In this week’s Alabama Law Weekly Update,we present for your consideration an Alabama Supreme Court decision regarding life insurance coverage after completion of the application form, but prior to issuance of the policy.

Alfa Life Insurance Corporation and Brandon Morris v. Kimberly Colza, (CV-11-901278) — So. 3d — (Ala. 2014) (holding that an applicant cannot recover under a life insurance policy where all requirements for coverage described in the application package have not been fulfilled).

Dante Colza applied for a life insurance policy from Alfa Insurance Company (“Alfa”) on September 2, 2010.  He met with Brandon Morris, an Alfa agent.  The application process involved three steps: 1) complete the application agreement, 2) respond to health questions from a medical examiner, and 3) return of the medical examiner’s report to Alfa.  Mr. Morris completed Mr. Colza’s application while talking through the questions with him at their initial meeting, and took a check for $103.70 – the projected first month’s premium.  Mr. Colza’s medical examination took place the next month on October 15th, where he informed the medical examiner of his health conditions and various moving violations, among other items.  The following day, October 16th, Mr. Colza died in an automobile accident.  Two days later, on October 18th, Alfa received the medical examiner’s report.  The next week Alfa notified Mr. Colza’s widow, Kimberly Colza, that no life insurance was available for Mr. Colza’s death because the conditions for coverage had not been fulfilled and no policy had been issued at the time of Mr. Colza’s death.

- Data extract

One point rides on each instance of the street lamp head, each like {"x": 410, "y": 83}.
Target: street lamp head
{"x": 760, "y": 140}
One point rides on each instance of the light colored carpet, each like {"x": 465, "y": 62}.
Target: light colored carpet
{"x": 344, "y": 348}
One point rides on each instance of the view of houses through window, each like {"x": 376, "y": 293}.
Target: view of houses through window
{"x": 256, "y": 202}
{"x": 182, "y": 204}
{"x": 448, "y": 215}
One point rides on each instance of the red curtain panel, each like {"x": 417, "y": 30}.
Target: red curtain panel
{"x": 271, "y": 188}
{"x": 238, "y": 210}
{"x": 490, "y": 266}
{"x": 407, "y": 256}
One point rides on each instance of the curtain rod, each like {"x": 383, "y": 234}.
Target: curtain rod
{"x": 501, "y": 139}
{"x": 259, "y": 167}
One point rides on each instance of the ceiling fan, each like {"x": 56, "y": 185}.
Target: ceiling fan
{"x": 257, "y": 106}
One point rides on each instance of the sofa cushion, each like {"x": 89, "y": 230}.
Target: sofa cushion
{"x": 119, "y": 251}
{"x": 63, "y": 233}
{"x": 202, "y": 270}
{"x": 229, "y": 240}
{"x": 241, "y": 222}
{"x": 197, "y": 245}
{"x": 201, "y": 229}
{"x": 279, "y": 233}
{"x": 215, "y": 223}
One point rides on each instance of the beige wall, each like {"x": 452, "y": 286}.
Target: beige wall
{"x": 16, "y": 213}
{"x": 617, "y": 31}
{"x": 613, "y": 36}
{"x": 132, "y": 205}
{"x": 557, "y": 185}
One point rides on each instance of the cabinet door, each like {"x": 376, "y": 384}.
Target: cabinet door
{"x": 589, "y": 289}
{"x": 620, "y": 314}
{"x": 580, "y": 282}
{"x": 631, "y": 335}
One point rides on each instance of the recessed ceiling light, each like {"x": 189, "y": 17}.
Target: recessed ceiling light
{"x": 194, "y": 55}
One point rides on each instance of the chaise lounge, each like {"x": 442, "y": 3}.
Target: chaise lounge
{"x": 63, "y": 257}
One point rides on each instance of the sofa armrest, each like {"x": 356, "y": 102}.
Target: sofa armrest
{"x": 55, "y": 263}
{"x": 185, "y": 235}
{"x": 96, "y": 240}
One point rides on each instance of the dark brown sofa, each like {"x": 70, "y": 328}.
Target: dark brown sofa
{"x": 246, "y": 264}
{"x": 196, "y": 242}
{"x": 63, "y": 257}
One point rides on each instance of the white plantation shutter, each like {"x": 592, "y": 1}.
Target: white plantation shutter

- What you will do
Using the case summary above, answer each question:
(a) What case number is given for Alfa Life Insurance Corporation and Brandon Morris v. Kimberly Colza?
(b) What was the amount of the check Mr. Morris took from Mr. Colza?
(c) On what date did Alfa receive the medical examiner's report?

- Expected answer
(a) CV-11-901278
(b) $103.70
(c) October 18th